- Task inputs:
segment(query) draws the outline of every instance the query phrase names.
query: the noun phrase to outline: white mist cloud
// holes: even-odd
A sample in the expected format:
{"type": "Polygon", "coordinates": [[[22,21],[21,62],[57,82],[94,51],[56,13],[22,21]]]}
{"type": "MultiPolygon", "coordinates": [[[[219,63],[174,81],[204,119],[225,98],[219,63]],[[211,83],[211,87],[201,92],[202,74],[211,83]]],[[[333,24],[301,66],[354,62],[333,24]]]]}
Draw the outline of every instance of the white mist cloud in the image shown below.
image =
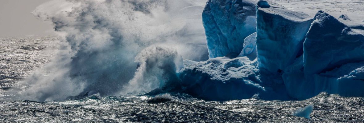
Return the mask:
{"type": "MultiPolygon", "coordinates": [[[[33,14],[54,24],[60,37],[59,49],[44,68],[20,84],[26,87],[20,98],[57,101],[86,92],[127,93],[128,86],[139,89],[138,92],[156,87],[154,83],[145,89],[130,85],[165,73],[155,70],[166,70],[157,67],[148,72],[151,64],[146,59],[160,60],[154,63],[157,66],[172,65],[167,62],[174,58],[158,55],[171,53],[175,58],[177,52],[151,50],[158,47],[143,50],[158,54],[137,57],[141,67],[135,76],[134,58],[150,53],[140,53],[146,48],[163,44],[174,48],[185,59],[207,58],[203,9],[201,3],[187,0],[56,0],[41,5],[33,14]]],[[[153,80],[148,82],[157,81],[153,80]]]]}

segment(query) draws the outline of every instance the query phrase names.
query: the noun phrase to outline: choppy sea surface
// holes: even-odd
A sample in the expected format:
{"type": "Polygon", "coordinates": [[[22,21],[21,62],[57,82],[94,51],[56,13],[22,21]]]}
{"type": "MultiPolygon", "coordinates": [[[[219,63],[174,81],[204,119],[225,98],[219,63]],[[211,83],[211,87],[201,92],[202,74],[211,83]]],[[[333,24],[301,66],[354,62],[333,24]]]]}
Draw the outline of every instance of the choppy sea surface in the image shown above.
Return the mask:
{"type": "MultiPolygon", "coordinates": [[[[0,95],[46,63],[55,37],[0,38],[0,95]]],[[[322,93],[302,101],[258,98],[210,102],[183,94],[100,97],[62,102],[0,101],[0,122],[363,122],[364,98],[322,93]],[[311,119],[292,116],[314,106],[311,119]]]]}

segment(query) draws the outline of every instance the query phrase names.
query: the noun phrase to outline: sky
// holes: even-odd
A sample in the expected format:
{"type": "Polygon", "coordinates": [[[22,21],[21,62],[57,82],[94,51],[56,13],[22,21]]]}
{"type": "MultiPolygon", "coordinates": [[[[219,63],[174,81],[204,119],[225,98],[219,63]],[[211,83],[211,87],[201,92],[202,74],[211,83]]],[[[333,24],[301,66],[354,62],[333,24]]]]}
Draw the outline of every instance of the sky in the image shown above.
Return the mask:
{"type": "Polygon", "coordinates": [[[50,0],[0,0],[0,37],[52,34],[51,23],[31,13],[50,0]]]}

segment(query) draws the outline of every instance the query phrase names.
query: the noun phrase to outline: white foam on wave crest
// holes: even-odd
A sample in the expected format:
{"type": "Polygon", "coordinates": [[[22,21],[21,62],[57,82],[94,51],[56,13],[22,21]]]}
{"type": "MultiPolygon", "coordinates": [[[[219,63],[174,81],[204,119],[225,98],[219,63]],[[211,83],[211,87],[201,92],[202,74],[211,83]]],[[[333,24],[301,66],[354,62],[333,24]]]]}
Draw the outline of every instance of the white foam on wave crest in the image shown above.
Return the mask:
{"type": "MultiPolygon", "coordinates": [[[[138,92],[156,87],[159,83],[138,83],[160,82],[145,78],[161,77],[152,74],[167,72],[150,72],[154,70],[149,69],[151,63],[145,60],[158,58],[146,57],[143,55],[149,53],[143,52],[158,54],[149,54],[153,57],[177,58],[178,52],[186,59],[208,58],[200,1],[55,0],[40,6],[33,13],[54,24],[60,37],[59,49],[44,67],[19,83],[24,90],[19,98],[59,101],[86,93],[128,93],[126,90],[133,90],[128,87],[139,89],[133,91],[138,92]],[[177,51],[154,47],[161,44],[177,51]],[[136,70],[134,60],[139,53],[136,61],[141,66],[136,70]]],[[[171,65],[161,63],[174,58],[164,58],[160,60],[167,61],[158,61],[155,65],[171,65]]]]}

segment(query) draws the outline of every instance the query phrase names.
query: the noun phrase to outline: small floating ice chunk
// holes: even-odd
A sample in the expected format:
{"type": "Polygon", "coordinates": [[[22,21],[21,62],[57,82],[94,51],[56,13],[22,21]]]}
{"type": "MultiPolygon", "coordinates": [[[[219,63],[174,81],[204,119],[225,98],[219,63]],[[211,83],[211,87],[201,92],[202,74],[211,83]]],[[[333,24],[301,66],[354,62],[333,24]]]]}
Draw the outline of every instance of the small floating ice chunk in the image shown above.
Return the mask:
{"type": "Polygon", "coordinates": [[[307,119],[311,119],[310,114],[313,110],[313,106],[309,105],[306,106],[304,108],[300,108],[297,109],[296,111],[292,113],[292,115],[302,117],[307,119]]]}

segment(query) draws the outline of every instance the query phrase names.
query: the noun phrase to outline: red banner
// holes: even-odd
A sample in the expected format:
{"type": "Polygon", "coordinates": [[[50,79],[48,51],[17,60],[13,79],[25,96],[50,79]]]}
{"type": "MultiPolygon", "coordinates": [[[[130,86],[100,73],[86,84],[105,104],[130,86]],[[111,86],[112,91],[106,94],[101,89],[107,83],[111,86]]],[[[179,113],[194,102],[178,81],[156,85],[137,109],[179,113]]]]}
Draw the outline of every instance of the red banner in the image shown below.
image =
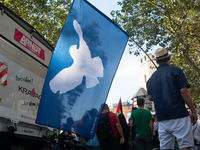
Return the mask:
{"type": "Polygon", "coordinates": [[[44,50],[17,29],[15,29],[14,39],[42,60],[45,59],[44,50]]]}

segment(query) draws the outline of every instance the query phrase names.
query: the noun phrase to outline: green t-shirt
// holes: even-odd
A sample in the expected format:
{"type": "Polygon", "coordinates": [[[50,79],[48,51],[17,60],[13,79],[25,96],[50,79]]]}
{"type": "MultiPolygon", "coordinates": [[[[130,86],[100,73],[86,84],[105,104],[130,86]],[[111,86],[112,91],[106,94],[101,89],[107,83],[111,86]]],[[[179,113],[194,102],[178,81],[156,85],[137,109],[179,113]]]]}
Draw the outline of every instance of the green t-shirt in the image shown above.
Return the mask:
{"type": "Polygon", "coordinates": [[[146,109],[136,109],[131,113],[130,120],[133,120],[135,134],[151,135],[150,120],[153,117],[151,112],[146,109]]]}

- Set task: Quote each entry above verbatim and drop the pictures.

- Solution to this problem:
segment(query) draws the outline of every instance the query phrase names.
query: the noun phrase to outline: white mist cloud
// holes: even-odd
A sample in the expected format:
{"type": "Polygon", "coordinates": [[[22,21],[21,62],[57,82],[94,51],[56,13],[22,21]]]}
{"type": "MultiPolygon", "coordinates": [[[[219,63],[174,81],[204,119],[225,98],[219,63]],[[211,83],[211,87],[201,92],[202,74],[211,83]]],[[[333,24],[301,66],[354,62],[333,24]]]]}
Draw the outline of every instance of the white mist cloud in the image shown below.
image =
Return the mask:
{"type": "MultiPolygon", "coordinates": [[[[33,14],[54,24],[60,37],[59,49],[44,68],[20,84],[26,87],[20,98],[57,101],[86,92],[127,93],[128,86],[139,89],[138,92],[156,87],[154,83],[145,89],[130,85],[165,73],[155,70],[166,70],[157,67],[148,72],[151,64],[146,59],[160,60],[154,63],[157,66],[172,65],[167,62],[174,58],[158,55],[171,53],[175,58],[177,52],[151,50],[158,47],[143,50],[158,54],[137,57],[141,67],[135,76],[134,58],[150,53],[140,53],[146,48],[163,44],[174,48],[185,59],[207,58],[203,9],[201,3],[187,0],[56,0],[41,5],[33,14]]],[[[153,80],[148,82],[157,81],[153,80]]]]}

segment(query) draws the outline of every instance the query phrase names.
query: the noun phrase to outline: choppy sea surface
// holes: even-odd
A sample in the expected format:
{"type": "Polygon", "coordinates": [[[22,21],[21,62],[57,82],[94,51],[56,13],[22,21]]]}
{"type": "MultiPolygon", "coordinates": [[[[219,63],[174,81],[204,119],[225,98],[219,63]],[[211,83],[211,87],[201,92],[202,74],[211,83]]],[[[333,24],[301,66],[354,62],[333,24]]]]}
Draw the outline of every instance of the choppy sea surface in the image shown above.
Return the mask:
{"type": "MultiPolygon", "coordinates": [[[[0,95],[46,63],[55,37],[0,38],[0,95]]],[[[322,93],[302,101],[258,98],[210,102],[183,94],[100,97],[62,102],[0,101],[0,122],[363,122],[364,98],[322,93]],[[311,119],[292,116],[314,106],[311,119]]]]}

segment(query) draws the outline of every instance the query phrase names.
query: the noun phrase to outline: sky
// holes: even-odd
A sample in the expected format:
{"type": "Polygon", "coordinates": [[[22,21],[21,62],[57,82],[94,51],[56,13],[22,21]]]}
{"type": "MultiPolygon", "coordinates": [[[[219,63],[174,81],[204,119],[225,98],[219,63]],[[211,83],[211,87],[201,92],[202,74],[211,83]]],[[[333,24],[301,66],[354,62],[333,24]]]]}
Draw the outline of every instance of the sky in the image shown above.
Return the mask:
{"type": "Polygon", "coordinates": [[[50,0],[0,0],[0,37],[52,34],[51,23],[31,13],[50,0]]]}

segment(query) draws the outline of every instance the query phrase names.
query: the noun phrase to outline: white foam on wave crest
// holes: even-odd
A sample in the expected format:
{"type": "Polygon", "coordinates": [[[22,21],[21,62],[57,82],[94,51],[56,13],[22,21]]]}
{"type": "MultiPolygon", "coordinates": [[[[219,63],[174,81],[204,119],[225,98],[219,63]],[[211,83],[211,87],[201,92],[202,74],[211,83]]],[[[333,24],[301,66],[354,62],[333,24]]]]}
Draw the outline of every instance of the white foam on wave crest in the image shown above.
Return the mask:
{"type": "MultiPolygon", "coordinates": [[[[138,92],[156,87],[159,83],[138,83],[160,82],[145,78],[161,77],[152,74],[167,72],[150,72],[154,70],[149,69],[151,63],[145,60],[158,58],[146,57],[143,55],[149,53],[143,52],[158,54],[149,54],[153,57],[177,58],[178,52],[186,59],[208,58],[200,1],[55,0],[40,6],[33,13],[54,24],[60,37],[59,49],[44,67],[19,83],[24,90],[19,98],[59,101],[86,93],[128,93],[126,90],[133,90],[128,87],[139,89],[133,91],[138,92]],[[177,51],[154,47],[161,44],[177,51]],[[136,70],[134,60],[139,53],[136,61],[141,66],[136,70]]],[[[171,65],[161,63],[174,58],[164,58],[160,60],[167,61],[158,61],[155,65],[171,65]]]]}

segment(query) draws the outline of every instance the query phrase names.
query: the noun phrase to outline: small floating ice chunk
// holes: even-odd
A sample in the expected format:
{"type": "Polygon", "coordinates": [[[22,21],[21,62],[57,82],[94,51],[56,13],[22,21]]]}
{"type": "MultiPolygon", "coordinates": [[[[219,63],[174,81],[204,119],[225,98],[219,63]],[[211,83],[211,87],[201,92],[202,74],[211,83]]],[[[333,24],[301,66],[354,62],[333,24]]]]}
Draw the outline of every instance of the small floating ice chunk in the image shown above.
Return the mask:
{"type": "Polygon", "coordinates": [[[307,119],[311,119],[310,114],[313,110],[313,106],[309,105],[306,106],[304,108],[300,108],[297,109],[296,111],[292,113],[292,115],[302,117],[307,119]]]}

segment(query) draws the outline of every instance the query phrase names.
query: the noun phrase to outline: red banner
// holes: even-odd
A sample in the expected format:
{"type": "Polygon", "coordinates": [[[50,79],[48,51],[17,60],[13,79],[25,96],[50,79]]]}
{"type": "MultiPolygon", "coordinates": [[[[130,86],[100,73],[86,84],[105,104],[130,86]],[[111,86],[112,91],[106,94],[101,89],[107,83],[111,86]]],[[[179,113],[194,102],[178,81],[156,85],[137,109],[179,113]]]]}
Draw the outline of every instance of the red banner in the image shown below.
image =
Return the mask:
{"type": "Polygon", "coordinates": [[[44,50],[17,29],[15,29],[14,39],[42,60],[45,59],[44,50]]]}

segment(query) draws the outline of every instance the query phrase names.
query: the noun phrase to outline: green t-shirt
// holes: even-odd
A sample in the expected format:
{"type": "Polygon", "coordinates": [[[50,79],[48,51],[17,60],[13,79],[25,96],[50,79]]]}
{"type": "MultiPolygon", "coordinates": [[[[130,86],[100,73],[86,84],[105,104],[130,86]],[[111,86],[112,91],[106,94],[101,89],[107,83],[111,86]]],[[[179,113],[194,102],[178,81],[156,85],[137,109],[179,113]]]]}
Draw the outline of every instance of the green t-shirt in the image shown above.
Return the mask:
{"type": "Polygon", "coordinates": [[[146,109],[136,109],[131,113],[130,120],[133,120],[135,134],[151,135],[150,120],[153,117],[151,112],[146,109]]]}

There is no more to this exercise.